## Provided records
▬▬▬▬▬▬▬▬▬▬
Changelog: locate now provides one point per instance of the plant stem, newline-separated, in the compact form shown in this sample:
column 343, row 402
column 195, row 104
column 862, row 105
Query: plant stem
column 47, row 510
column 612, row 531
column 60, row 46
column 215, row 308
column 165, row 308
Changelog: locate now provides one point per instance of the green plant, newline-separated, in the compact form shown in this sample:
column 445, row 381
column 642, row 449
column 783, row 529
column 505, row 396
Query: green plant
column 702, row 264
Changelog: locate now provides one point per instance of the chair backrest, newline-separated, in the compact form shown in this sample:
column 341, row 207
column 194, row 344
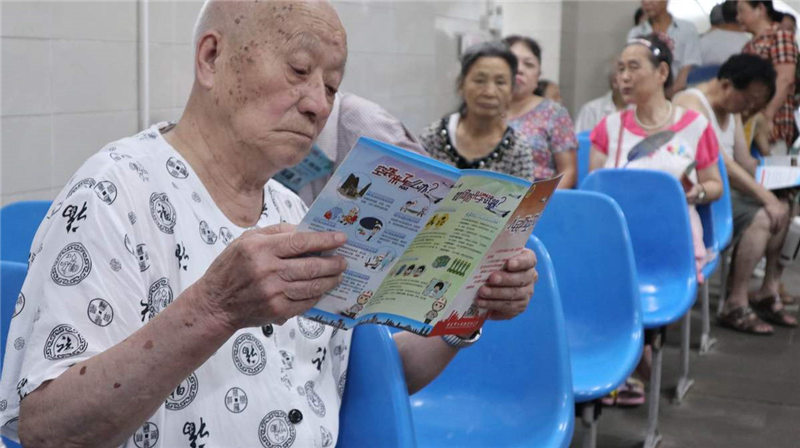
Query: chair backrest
column 702, row 73
column 584, row 154
column 375, row 409
column 655, row 209
column 512, row 388
column 717, row 216
column 592, row 255
column 12, row 275
column 18, row 224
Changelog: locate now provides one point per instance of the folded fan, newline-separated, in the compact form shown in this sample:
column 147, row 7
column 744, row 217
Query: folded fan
column 649, row 145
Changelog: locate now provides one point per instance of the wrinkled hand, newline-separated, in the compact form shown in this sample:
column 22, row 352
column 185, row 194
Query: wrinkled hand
column 269, row 275
column 693, row 193
column 507, row 293
column 778, row 213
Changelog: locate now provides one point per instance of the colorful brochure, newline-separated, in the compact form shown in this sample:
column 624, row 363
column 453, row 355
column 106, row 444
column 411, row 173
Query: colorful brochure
column 422, row 237
column 776, row 172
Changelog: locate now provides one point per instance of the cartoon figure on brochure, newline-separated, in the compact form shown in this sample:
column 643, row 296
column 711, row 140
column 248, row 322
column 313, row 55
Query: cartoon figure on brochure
column 437, row 306
column 362, row 300
column 355, row 186
column 381, row 260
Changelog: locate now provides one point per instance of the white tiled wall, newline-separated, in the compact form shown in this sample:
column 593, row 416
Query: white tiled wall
column 69, row 73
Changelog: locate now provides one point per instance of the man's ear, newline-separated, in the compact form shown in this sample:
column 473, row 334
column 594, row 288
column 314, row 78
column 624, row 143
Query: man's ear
column 207, row 52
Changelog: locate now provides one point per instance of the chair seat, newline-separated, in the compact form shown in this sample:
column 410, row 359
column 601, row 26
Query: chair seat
column 664, row 300
column 595, row 373
column 710, row 265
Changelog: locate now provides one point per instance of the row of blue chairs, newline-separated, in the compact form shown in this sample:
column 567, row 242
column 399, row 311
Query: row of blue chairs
column 586, row 358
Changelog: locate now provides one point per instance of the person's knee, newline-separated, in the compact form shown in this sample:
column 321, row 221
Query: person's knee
column 760, row 223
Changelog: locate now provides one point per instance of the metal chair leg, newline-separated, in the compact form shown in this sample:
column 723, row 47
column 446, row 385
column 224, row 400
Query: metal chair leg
column 653, row 438
column 724, row 272
column 589, row 414
column 706, row 341
column 684, row 382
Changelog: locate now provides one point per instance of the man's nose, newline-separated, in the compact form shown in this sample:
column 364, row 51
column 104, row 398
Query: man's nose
column 314, row 100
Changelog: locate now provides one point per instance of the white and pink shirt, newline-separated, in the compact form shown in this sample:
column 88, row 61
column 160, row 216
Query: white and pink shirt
column 694, row 139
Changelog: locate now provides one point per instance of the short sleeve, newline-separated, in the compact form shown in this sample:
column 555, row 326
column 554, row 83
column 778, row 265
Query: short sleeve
column 707, row 149
column 83, row 288
column 599, row 136
column 784, row 51
column 562, row 132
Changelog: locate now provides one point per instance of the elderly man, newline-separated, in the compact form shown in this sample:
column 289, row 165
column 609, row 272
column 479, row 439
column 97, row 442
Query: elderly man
column 150, row 277
column 760, row 219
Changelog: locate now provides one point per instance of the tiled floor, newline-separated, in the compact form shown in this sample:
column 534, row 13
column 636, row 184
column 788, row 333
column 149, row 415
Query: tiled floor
column 746, row 393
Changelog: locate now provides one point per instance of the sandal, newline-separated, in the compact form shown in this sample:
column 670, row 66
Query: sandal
column 745, row 320
column 765, row 308
column 630, row 393
column 787, row 298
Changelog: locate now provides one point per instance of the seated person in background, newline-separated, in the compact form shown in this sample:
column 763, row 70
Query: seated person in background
column 788, row 22
column 760, row 219
column 592, row 112
column 541, row 122
column 352, row 117
column 116, row 343
column 548, row 89
column 477, row 136
column 756, row 135
column 644, row 74
column 683, row 35
column 726, row 36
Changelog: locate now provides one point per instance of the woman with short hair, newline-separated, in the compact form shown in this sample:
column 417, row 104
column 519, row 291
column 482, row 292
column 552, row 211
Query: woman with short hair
column 477, row 136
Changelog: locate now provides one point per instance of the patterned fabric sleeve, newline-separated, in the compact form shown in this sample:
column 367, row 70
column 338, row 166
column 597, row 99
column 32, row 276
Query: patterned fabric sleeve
column 707, row 149
column 785, row 49
column 562, row 132
column 599, row 136
column 83, row 288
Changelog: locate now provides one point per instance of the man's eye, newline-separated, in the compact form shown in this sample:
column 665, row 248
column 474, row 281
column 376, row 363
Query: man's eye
column 302, row 71
column 331, row 90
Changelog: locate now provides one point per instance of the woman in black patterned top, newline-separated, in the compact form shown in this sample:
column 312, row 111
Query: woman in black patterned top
column 477, row 136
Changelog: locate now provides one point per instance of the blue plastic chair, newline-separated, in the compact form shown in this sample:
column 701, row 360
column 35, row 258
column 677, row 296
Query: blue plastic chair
column 596, row 272
column 584, row 154
column 18, row 224
column 512, row 388
column 12, row 275
column 717, row 220
column 702, row 73
column 655, row 209
column 375, row 409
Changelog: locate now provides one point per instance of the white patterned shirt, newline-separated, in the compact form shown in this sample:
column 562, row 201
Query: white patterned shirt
column 132, row 230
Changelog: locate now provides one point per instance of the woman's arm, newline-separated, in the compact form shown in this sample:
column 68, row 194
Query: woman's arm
column 597, row 159
column 566, row 164
column 707, row 179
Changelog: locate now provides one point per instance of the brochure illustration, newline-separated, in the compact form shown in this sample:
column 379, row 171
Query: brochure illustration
column 423, row 237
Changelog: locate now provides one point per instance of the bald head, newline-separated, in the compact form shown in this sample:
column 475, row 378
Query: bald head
column 242, row 20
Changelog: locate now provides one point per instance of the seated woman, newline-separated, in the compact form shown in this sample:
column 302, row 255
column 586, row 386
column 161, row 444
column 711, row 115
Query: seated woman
column 643, row 74
column 543, row 123
column 477, row 136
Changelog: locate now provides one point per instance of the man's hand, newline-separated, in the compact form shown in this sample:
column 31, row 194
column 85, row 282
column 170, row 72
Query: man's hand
column 778, row 212
column 269, row 275
column 507, row 292
column 693, row 194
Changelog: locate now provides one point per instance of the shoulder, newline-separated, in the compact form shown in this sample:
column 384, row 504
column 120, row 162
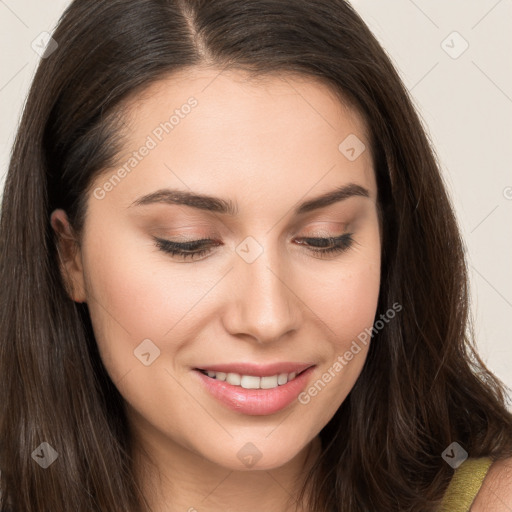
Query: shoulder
column 496, row 491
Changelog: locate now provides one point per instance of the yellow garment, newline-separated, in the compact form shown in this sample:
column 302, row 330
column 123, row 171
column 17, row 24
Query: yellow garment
column 465, row 484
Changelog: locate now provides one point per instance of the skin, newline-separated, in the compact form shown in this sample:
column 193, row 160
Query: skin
column 266, row 145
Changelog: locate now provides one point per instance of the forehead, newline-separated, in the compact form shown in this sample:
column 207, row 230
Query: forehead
column 256, row 134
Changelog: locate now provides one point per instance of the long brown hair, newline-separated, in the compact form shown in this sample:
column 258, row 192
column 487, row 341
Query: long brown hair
column 423, row 385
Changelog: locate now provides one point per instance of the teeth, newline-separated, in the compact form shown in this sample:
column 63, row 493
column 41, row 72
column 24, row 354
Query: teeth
column 251, row 381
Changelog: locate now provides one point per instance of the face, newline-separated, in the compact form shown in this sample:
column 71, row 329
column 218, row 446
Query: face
column 276, row 285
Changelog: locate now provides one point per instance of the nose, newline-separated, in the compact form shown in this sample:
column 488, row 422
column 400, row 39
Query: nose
column 264, row 304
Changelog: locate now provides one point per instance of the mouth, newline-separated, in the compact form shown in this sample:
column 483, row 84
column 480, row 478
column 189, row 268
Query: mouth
column 253, row 381
column 253, row 393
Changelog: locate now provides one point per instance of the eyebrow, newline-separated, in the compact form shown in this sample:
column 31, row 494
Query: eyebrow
column 227, row 207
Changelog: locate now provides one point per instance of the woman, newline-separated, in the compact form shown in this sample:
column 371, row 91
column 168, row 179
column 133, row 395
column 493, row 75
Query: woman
column 232, row 277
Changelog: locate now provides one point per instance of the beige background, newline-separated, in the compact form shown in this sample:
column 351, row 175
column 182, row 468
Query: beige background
column 464, row 96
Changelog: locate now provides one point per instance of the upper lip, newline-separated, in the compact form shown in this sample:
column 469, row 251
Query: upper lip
column 262, row 370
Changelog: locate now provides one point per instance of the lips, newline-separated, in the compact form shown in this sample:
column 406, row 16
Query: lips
column 255, row 401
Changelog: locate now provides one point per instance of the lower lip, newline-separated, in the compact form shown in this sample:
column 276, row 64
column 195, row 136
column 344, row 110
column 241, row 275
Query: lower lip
column 256, row 402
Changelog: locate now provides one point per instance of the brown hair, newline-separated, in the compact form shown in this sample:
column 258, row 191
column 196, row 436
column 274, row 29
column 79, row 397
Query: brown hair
column 423, row 385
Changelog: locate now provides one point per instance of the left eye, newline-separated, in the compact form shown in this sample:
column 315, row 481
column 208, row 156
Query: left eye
column 198, row 248
column 194, row 248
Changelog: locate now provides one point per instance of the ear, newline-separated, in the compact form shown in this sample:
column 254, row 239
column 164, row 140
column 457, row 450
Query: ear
column 70, row 256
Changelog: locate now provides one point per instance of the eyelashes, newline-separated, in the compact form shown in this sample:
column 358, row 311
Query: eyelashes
column 324, row 247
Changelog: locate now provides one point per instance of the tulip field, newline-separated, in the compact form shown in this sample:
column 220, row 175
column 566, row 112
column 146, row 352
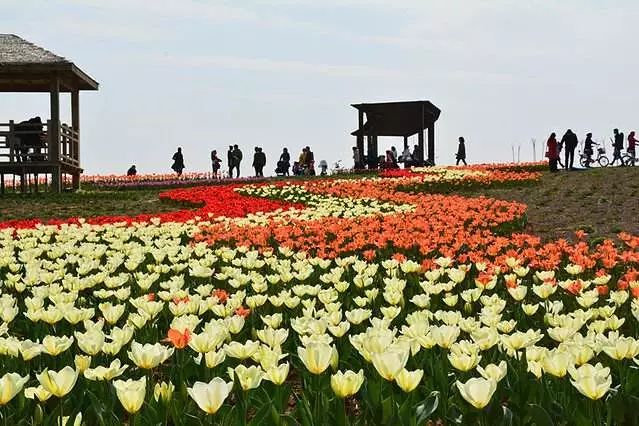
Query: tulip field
column 373, row 300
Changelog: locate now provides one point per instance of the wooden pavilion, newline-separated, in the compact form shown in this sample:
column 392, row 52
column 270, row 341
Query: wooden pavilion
column 46, row 148
column 403, row 119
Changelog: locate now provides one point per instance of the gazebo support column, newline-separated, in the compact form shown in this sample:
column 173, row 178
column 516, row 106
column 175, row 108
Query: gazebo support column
column 360, row 139
column 75, row 123
column 54, row 135
column 431, row 144
column 420, row 147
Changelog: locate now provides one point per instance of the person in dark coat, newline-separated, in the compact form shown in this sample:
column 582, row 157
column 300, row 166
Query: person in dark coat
column 178, row 162
column 215, row 163
column 461, row 151
column 230, row 160
column 285, row 161
column 237, row 159
column 552, row 152
column 261, row 161
column 618, row 146
column 569, row 142
column 588, row 148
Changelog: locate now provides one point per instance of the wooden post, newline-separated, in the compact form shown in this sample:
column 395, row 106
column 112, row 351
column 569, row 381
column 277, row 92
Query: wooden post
column 75, row 123
column 360, row 137
column 54, row 135
column 431, row 144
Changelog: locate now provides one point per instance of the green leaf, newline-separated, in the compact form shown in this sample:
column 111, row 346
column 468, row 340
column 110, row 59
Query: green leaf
column 427, row 407
column 539, row 416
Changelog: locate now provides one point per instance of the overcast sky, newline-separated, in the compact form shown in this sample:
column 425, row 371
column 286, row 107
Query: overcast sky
column 205, row 74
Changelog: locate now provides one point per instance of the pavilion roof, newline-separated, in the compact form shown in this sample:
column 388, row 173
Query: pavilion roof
column 396, row 118
column 26, row 67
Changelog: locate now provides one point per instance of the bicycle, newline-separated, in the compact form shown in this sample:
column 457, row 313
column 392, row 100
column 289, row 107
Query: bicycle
column 601, row 158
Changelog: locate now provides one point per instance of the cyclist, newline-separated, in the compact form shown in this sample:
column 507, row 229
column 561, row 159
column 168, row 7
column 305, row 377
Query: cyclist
column 618, row 146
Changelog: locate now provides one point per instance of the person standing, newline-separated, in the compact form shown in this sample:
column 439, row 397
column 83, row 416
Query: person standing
column 310, row 160
column 617, row 147
column 237, row 159
column 178, row 162
column 357, row 158
column 285, row 161
column 588, row 148
column 632, row 142
column 461, row 151
column 230, row 160
column 552, row 152
column 215, row 163
column 395, row 156
column 570, row 142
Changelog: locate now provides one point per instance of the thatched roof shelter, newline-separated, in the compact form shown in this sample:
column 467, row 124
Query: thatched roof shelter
column 25, row 67
column 403, row 119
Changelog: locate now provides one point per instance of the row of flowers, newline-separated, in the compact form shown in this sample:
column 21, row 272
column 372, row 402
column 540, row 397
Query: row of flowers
column 161, row 331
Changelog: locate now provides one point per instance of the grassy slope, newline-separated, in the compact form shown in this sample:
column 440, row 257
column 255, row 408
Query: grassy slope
column 603, row 201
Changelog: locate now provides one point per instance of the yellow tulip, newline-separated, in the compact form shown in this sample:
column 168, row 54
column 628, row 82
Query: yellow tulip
column 347, row 384
column 54, row 345
column 249, row 377
column 37, row 392
column 82, row 362
column 494, row 372
column 316, row 356
column 59, row 383
column 591, row 381
column 149, row 356
column 391, row 362
column 131, row 393
column 409, row 380
column 10, row 385
column 105, row 373
column 477, row 391
column 210, row 396
column 163, row 391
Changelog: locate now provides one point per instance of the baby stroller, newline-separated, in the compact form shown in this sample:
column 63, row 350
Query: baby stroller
column 282, row 168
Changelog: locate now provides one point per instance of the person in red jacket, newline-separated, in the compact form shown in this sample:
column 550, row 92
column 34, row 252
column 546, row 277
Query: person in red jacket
column 552, row 152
▬▬▬▬▬▬▬▬▬▬
## Task
The required answer is the exact run of lines above starting at the line with "face, newline-separated, in" and ending at the line with "column 276, row 64", with both ends present.

## Written response
Changelog: locate now provides one point per instance of the face, newline-separated, in the compact form shown in this sample:
column 71, row 329
column 218, row 446
Query: face
column 276, row 285
Changelog: locate now provides one point per instance of the nose, newline-separated, in the compact form shown in this sample:
column 488, row 422
column 400, row 39
Query: nose
column 264, row 304
Changelog: locate now provides one point per instance of the mouth, newline-separated, in the compact form shown in this sample:
column 483, row 84
column 480, row 478
column 189, row 268
Query: mouth
column 253, row 381
column 253, row 393
Changelog: locate now provides one point per instance of the eyebrow, newline-separated, in the compact form shown in this sample:
column 31, row 494
Query: eyebrow
column 227, row 207
Changelog: locate now provides one point per instance of the woman, newline-separated, in the compact form shown in this sample:
column 371, row 91
column 168, row 179
column 133, row 395
column 493, row 75
Query: woman
column 232, row 277
Changelog: locate now provides one point per instance of the beige background, newline-separated, in the compact form shown in this sample:
column 351, row 175
column 182, row 468
Query: beige background
column 464, row 96
Changelog: locate now provides one point per instance of the upper lip, newline-separated, in the compact form shown in this sample:
column 469, row 251
Query: upper lip
column 262, row 370
Changelog: locate now provides one point per instance of the lips, newline-separated, in the compact form shown in this sample:
column 406, row 16
Query: lips
column 255, row 401
Changelog: locate now provides one point per instance of the lower lip, newline-separated, in the compact form shown in this sample:
column 276, row 64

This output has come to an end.